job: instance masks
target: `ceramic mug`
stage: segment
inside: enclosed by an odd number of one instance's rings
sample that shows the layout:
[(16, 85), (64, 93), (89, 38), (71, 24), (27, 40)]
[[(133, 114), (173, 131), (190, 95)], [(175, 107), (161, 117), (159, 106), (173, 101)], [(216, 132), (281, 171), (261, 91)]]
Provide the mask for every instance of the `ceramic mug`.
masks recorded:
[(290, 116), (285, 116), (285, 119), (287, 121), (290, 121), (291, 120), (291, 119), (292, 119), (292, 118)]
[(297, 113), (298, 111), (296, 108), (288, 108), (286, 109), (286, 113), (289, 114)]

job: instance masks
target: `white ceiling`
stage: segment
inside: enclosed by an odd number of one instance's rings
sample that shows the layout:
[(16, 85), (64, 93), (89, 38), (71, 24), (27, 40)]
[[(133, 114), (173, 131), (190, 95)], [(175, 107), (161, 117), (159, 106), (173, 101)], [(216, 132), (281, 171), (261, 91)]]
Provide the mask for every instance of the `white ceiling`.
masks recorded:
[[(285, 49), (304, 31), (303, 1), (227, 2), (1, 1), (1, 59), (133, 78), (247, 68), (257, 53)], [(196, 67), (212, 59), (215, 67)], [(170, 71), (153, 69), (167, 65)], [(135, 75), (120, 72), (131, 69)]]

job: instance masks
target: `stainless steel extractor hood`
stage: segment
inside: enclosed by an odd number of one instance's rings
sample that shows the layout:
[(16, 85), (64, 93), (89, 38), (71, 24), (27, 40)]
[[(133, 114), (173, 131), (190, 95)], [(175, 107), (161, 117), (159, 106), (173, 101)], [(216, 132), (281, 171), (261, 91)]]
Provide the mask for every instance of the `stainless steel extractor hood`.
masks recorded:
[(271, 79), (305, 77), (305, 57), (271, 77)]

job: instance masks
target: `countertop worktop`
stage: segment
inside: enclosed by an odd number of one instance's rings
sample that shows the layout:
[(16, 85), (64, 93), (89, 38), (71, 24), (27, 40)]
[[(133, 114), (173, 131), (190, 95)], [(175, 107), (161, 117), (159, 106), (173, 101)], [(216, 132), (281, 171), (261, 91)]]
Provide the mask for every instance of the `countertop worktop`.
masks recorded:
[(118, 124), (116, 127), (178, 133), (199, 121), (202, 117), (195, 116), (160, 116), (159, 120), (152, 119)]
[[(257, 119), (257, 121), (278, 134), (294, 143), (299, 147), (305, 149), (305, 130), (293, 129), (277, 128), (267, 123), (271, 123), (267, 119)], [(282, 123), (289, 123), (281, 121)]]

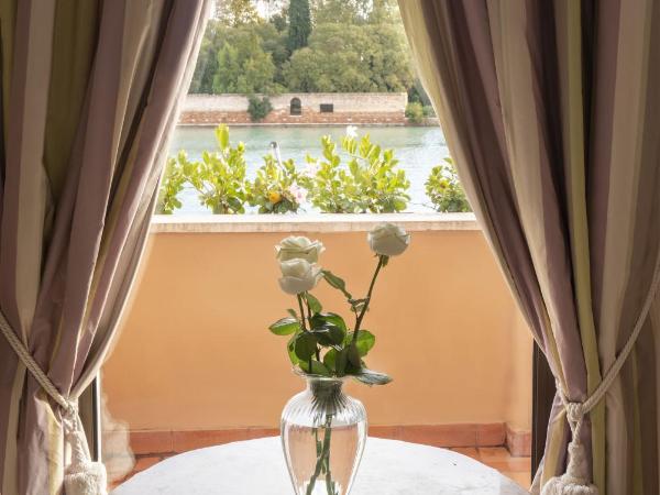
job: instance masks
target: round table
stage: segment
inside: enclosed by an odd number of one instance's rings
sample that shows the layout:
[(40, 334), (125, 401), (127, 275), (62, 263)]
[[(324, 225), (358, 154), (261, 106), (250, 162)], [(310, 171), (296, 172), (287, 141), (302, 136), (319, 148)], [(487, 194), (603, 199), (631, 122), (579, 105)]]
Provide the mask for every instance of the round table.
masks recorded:
[[(193, 450), (136, 474), (112, 495), (292, 495), (279, 437)], [(457, 452), (370, 438), (351, 495), (524, 495)]]

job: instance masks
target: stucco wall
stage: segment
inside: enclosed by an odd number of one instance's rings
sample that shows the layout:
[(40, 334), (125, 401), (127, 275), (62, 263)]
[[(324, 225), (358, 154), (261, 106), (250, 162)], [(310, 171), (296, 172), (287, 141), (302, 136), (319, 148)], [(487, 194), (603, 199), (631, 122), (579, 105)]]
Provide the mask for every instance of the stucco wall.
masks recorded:
[[(301, 114), (290, 114), (290, 101), (299, 98)], [(270, 97), (273, 111), (260, 124), (376, 124), (405, 125), (405, 92), (305, 92)], [(321, 103), (332, 112), (321, 113)], [(179, 122), (191, 125), (254, 124), (243, 95), (188, 95)]]
[[(323, 265), (366, 289), (364, 232), (310, 233)], [(267, 326), (294, 302), (277, 287), (282, 233), (152, 233), (117, 348), (103, 369), (112, 416), (132, 430), (275, 427), (301, 388), (286, 338)], [(318, 290), (327, 308), (339, 295)], [(480, 231), (414, 232), (376, 288), (367, 362), (385, 387), (350, 385), (373, 425), (515, 421), (530, 428), (531, 339)]]
[[(270, 97), (274, 110), (289, 110), (293, 98), (299, 98), (304, 109), (319, 111), (321, 103), (334, 105), (334, 112), (404, 112), (405, 92), (286, 92)], [(248, 97), (243, 95), (188, 95), (183, 111), (245, 112)]]

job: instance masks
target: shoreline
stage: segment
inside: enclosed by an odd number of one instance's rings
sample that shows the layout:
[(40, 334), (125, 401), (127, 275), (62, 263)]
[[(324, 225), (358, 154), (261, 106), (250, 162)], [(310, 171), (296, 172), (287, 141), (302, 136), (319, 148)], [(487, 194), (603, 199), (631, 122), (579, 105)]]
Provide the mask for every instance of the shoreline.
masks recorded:
[(179, 128), (216, 128), (220, 124), (227, 124), (230, 128), (345, 128), (355, 125), (358, 128), (439, 128), (438, 118), (428, 119), (422, 123), (410, 122), (177, 122)]

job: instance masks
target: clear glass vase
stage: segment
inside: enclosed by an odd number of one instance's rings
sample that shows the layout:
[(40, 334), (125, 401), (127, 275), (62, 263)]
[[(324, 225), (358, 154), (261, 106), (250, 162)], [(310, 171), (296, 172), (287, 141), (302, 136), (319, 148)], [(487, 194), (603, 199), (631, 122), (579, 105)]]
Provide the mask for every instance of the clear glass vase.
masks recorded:
[(282, 413), (282, 446), (297, 495), (345, 495), (366, 441), (366, 410), (345, 378), (304, 376), (307, 388)]

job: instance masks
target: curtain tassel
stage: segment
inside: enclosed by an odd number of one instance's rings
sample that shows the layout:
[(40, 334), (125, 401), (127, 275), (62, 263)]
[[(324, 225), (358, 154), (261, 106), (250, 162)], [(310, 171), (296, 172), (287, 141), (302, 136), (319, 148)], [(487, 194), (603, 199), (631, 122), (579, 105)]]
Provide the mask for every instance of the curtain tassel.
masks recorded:
[(564, 474), (548, 480), (541, 495), (598, 495), (598, 488), (590, 483), (586, 452), (580, 440), (580, 429), (585, 414), (584, 404), (566, 402), (564, 409), (572, 433), (569, 443), (569, 464)]
[(64, 474), (66, 495), (107, 495), (108, 475), (101, 462), (92, 462), (85, 430), (75, 405), (65, 410), (65, 440), (72, 450), (72, 462)]

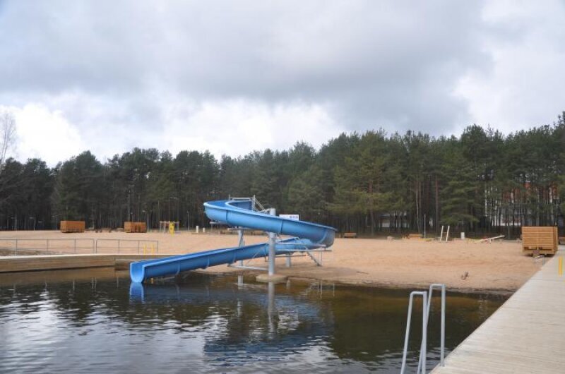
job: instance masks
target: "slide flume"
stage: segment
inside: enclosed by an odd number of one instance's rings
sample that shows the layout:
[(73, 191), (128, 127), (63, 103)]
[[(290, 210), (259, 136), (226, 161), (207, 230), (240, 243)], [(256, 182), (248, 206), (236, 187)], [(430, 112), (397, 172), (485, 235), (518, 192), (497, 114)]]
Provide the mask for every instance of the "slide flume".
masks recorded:
[[(208, 218), (228, 226), (245, 227), (295, 238), (279, 241), (278, 253), (287, 253), (333, 244), (335, 229), (333, 227), (304, 221), (295, 221), (253, 210), (253, 200), (222, 200), (204, 203)], [(131, 281), (141, 283), (149, 278), (176, 275), (181, 272), (206, 269), (209, 266), (232, 264), (236, 261), (268, 255), (268, 243), (254, 244), (205, 251), (157, 260), (132, 263), (129, 267)]]

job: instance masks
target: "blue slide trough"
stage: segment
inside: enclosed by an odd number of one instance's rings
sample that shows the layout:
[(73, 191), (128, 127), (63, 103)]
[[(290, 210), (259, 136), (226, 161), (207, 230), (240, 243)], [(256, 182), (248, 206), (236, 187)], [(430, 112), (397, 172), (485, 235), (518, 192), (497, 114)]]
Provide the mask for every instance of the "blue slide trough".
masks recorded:
[[(335, 229), (333, 227), (254, 212), (252, 203), (251, 200), (211, 201), (204, 203), (204, 209), (208, 218), (229, 226), (297, 236), (278, 242), (278, 253), (327, 248), (333, 244)], [(149, 278), (173, 276), (181, 272), (268, 255), (267, 243), (215, 249), (132, 263), (129, 274), (132, 282), (141, 283)]]

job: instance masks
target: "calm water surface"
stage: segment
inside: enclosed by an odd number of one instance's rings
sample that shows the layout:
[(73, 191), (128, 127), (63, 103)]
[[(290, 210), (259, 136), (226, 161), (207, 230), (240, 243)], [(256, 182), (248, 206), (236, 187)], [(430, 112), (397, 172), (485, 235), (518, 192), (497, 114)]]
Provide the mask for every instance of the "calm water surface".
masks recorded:
[[(410, 290), (252, 279), (191, 273), (130, 289), (128, 274), (110, 270), (2, 275), (0, 372), (399, 372)], [(448, 350), (506, 298), (448, 294)]]

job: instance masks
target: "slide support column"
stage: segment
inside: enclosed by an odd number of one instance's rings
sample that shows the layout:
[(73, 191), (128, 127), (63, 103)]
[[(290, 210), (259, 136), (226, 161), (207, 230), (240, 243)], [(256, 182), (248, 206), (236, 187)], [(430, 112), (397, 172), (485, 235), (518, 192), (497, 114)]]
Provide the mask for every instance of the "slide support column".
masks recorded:
[[(277, 211), (274, 207), (269, 209), (269, 214), (270, 215), (277, 215)], [(269, 233), (269, 276), (275, 275), (275, 258), (276, 253), (275, 253), (275, 241), (277, 234), (274, 232)]]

### What to produce
Output the lines as a Markdown table with columns headed Row and Text, giving each line's number under Row and the line itself under Text. Start at the first line of the items and end at the line containing "113), (289, 114)]", include both of those lines, and leave out blank lines.

### Solution to this problem
| Row | Text |
|---|---|
| 1 | job: instance masks |
| 2 | target: `ceramic mug` |
| 3 | stage: segment |
| 4 | inside: enclosed by an odd number of one instance's rings |
| 5 | sample that shows the layout: |
| 6 | [(16, 85), (64, 93), (89, 38), (71, 24), (27, 40)] |
| 7 | [[(133, 114), (173, 131), (190, 95)], [(175, 107), (161, 117), (159, 106), (173, 101)], [(216, 132), (281, 171), (261, 91)]] |
| 8 | Provide the mask for every instance of the `ceramic mug`. |
| 9 | masks recorded: |
| 10 | [(290, 116), (285, 116), (285, 119), (287, 121), (290, 121), (291, 120), (291, 119), (292, 119), (292, 118)] |
| 11 | [(297, 113), (298, 111), (296, 108), (288, 108), (286, 109), (286, 113), (289, 114)] |